#### DOCUMENT EXTRACT:
------------------------------------------------------------------------

I have an array of color like this

var colors = ['yellow','blue']

And my data base return me

var db = [{name : "Paul", yellow : "it's yellow or not", pink : null, red : null,blue:"it's darkblue"},{name : "Eva", yellow : "it's yellow of course", pink : null, red : null,blue:"it's light blue"}]

So I wanted to show in an other array only the color which are in the color array (the first array)
This is what I want

var newArray = [{name : "Paul", yellow : "it's yellow or not", blue:"it's darkblue"},{name : "Eva", yellow : "it's yellow of course",blue:"it's light blue"}]

This is what I do

    var colors = ['yellow','blue']
    var db = [{name : "Paul", yellow : "it's yellow or not", pink : null, red : null,blue:"it's darkblue"},{name : "Eva", yellow : "it's yellow of course", pink : null, red : null,blue:"it's light blue"}]

    var newArray = db.map(x => {
        var selectedColors = colors.map(y => { return { [y]: x[y] } })

------------------------------------------------------------------------

#### ENTRIES SUPPLIED:
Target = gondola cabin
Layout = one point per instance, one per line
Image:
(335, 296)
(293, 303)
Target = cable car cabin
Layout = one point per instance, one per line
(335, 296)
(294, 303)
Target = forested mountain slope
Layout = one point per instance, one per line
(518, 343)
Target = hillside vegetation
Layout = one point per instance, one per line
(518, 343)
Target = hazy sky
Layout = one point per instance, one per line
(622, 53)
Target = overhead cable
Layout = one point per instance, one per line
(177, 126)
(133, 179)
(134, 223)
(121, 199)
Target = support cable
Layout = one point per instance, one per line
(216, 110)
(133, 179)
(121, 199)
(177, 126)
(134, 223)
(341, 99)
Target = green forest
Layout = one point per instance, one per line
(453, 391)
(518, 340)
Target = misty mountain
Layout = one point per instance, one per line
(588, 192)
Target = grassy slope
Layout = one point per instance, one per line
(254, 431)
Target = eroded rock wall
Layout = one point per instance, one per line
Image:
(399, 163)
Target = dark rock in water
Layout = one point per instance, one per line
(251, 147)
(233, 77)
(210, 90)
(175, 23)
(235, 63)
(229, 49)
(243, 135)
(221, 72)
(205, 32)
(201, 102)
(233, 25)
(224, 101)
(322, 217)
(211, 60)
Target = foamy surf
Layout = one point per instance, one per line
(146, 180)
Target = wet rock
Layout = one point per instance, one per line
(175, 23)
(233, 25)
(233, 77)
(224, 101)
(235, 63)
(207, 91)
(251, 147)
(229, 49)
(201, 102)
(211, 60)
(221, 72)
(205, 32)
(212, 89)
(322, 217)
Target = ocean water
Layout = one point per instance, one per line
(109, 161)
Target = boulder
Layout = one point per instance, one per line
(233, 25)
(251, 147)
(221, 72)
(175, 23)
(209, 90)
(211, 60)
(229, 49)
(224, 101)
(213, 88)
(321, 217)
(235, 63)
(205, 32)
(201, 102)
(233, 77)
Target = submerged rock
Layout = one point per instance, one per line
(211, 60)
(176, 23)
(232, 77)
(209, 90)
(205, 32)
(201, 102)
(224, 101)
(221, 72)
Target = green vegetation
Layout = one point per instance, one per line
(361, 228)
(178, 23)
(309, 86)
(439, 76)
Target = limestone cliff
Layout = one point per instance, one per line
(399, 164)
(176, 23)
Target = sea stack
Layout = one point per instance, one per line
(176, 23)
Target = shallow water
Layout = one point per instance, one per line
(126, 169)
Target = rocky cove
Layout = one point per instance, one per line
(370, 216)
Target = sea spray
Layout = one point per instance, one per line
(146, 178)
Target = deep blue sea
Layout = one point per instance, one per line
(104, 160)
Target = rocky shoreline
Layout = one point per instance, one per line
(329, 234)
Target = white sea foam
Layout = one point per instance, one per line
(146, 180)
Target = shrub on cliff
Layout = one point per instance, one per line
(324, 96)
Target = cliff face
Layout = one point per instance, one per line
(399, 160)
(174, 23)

------------------------------------------------------------------------

#### EXERCISE REQUIREMENTS:
Copy the color-filtering post from "And my data" to "(the first array)", switching "data base" to "database".

#### TASK ANSWER:
And my database return me

var db = [{name : "Paul", yellow : "it's yellow or not", pink : null, red : null,blue:"it's darkblue"},{name : "Eva", yellow : "it's yellow of course", pink : null, red : null,blue:"it's light blue"}]

So I wanted to show in an other array only the color which are in the color array (the first array)